* _Text shown_:
This follows the release of the medical device company’s full year results this morning.
How did Fisher & Paykel Healthcare perform in FY 2021?
Fisher & Paykel Healthcare was a very positive performer in FY 2021, delivering a record full year result.
According to the release, for the 12 months ended 31 March, the company reported a 56% increase in operating revenue to NZ$1.97 billion. And thanks to margin expansion, the company’s net profit after tax jumped 82% to NZ$524 million.
This compares very favourably to the guidance given with its half year results of revenue of ~NZ$1.72 billion and net profit after tax of NZ$400 million to NZ$415 million.
What were the drivers of its growth?
The key driver of its growth was its Hospital Product segment, which recorded an 87% increase in revenue to NZ$1.5 billion. This represents 76% of the company’s operating revenue.
Fisher & Paykel Healthcare’s Managing Director and CEO, Lewis Gradon, commented: “The unprecedented result was driven by our Hospital product group, which includes Optiflow and Airvo systems used to deliver nasal high flow therapy. Sales of our Hospital hardware and consumables have continued to track COVID-19 hospitalisation surges in countries around the world,”
“Although COVID-19 restrictions impacted sleep clinics and reduced OSA diagnosis rates, revenue for the Homecare product group was $466 million, an increase of 2% over the previous year, or 4% in constant currency,” added Gradon.
Due to ongoing COVID-19 uncertainties, Fisher & Paykel Healthcare is unable to provide guidance for FY 2022.
Mr Gradon explained: “We expect our Hospital and Homecare revenue for FY22 to be impacted by the number of COVID-19 related hospitalisations around the world. There is a wide range of scenarios for both the timing of a ‘return to normal’ and to what extent a return to normal includes COVID-19 endemic hospitalisations. It is unclear at this stage when and if other respiratory hospitalisations and surgical procedures will return to pre-COVID levels, or whether countries will increase their investment in healthcare infrastructure.”
Though, the company has provided an update on current trading.
It advised: “In the financial year so far, Hospital revenue continues to remain variable with higher volumes of Hospital hardware and consumables to locations with hospitalisation surges and an ongoing shift towards Optiflow nasal high flow therapy. OSA shows signs of recovery after a slower fourth quarter.”

* _Entries shown_:
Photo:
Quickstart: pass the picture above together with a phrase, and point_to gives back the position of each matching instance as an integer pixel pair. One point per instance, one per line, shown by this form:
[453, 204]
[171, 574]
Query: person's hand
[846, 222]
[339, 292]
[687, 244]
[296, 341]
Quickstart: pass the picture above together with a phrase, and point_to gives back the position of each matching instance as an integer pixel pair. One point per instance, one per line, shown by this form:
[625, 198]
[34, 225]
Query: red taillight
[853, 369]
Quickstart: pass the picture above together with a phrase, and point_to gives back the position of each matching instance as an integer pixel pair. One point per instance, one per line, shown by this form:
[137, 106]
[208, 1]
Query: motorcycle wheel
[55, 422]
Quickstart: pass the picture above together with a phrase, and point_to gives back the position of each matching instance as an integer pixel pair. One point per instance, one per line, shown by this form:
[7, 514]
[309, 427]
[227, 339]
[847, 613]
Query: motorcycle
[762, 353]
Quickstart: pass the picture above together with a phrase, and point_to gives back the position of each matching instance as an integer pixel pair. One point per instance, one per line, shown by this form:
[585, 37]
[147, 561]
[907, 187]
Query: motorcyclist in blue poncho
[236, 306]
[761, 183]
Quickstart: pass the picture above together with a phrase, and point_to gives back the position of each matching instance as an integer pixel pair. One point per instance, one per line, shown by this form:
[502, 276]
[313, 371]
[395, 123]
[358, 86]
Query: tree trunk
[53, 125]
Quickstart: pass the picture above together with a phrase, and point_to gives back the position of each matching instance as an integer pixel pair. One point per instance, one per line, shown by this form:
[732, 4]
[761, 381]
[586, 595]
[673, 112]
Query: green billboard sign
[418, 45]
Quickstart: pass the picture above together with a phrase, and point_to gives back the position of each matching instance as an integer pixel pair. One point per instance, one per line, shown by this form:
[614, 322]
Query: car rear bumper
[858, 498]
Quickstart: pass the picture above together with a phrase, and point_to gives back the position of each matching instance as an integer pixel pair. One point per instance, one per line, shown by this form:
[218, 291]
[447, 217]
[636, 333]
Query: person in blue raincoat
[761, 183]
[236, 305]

* _Exercise prompt_:
Could you return the part of the Fisher & Paykel Healthcare results article from "The key driver" to "for FY 2022.", copied word for word?

* _Answer to this task_:
The key driver of its growth was its Hospital Product segment, which recorded an 87% increase in revenue to NZ$1.5 billion. This represents 76% of the company’s operating revenue.
Fisher & Paykel Healthcare’s Managing Director and CEO, Lewis Gradon, commented: “The unprecedented result was driven by our Hospital product group, which includes Optiflow and Airvo systems used to deliver nasal high flow therapy. Sales of our Hospital hardware and consumables have continued to track COVID-19 hospitalisation surges in countries around the world,”
“Although COVID-19 restrictions impacted sleep clinics and reduced OSA diagnosis rates, revenue for the Homecare product group was $466 million, an increase of 2% over the previous year, or 4% in constant currency,” added Gradon.
Due to ongoing COVID-19 uncertainties, Fisher & Paykel Healthcare is unable to provide guidance for FY 2022.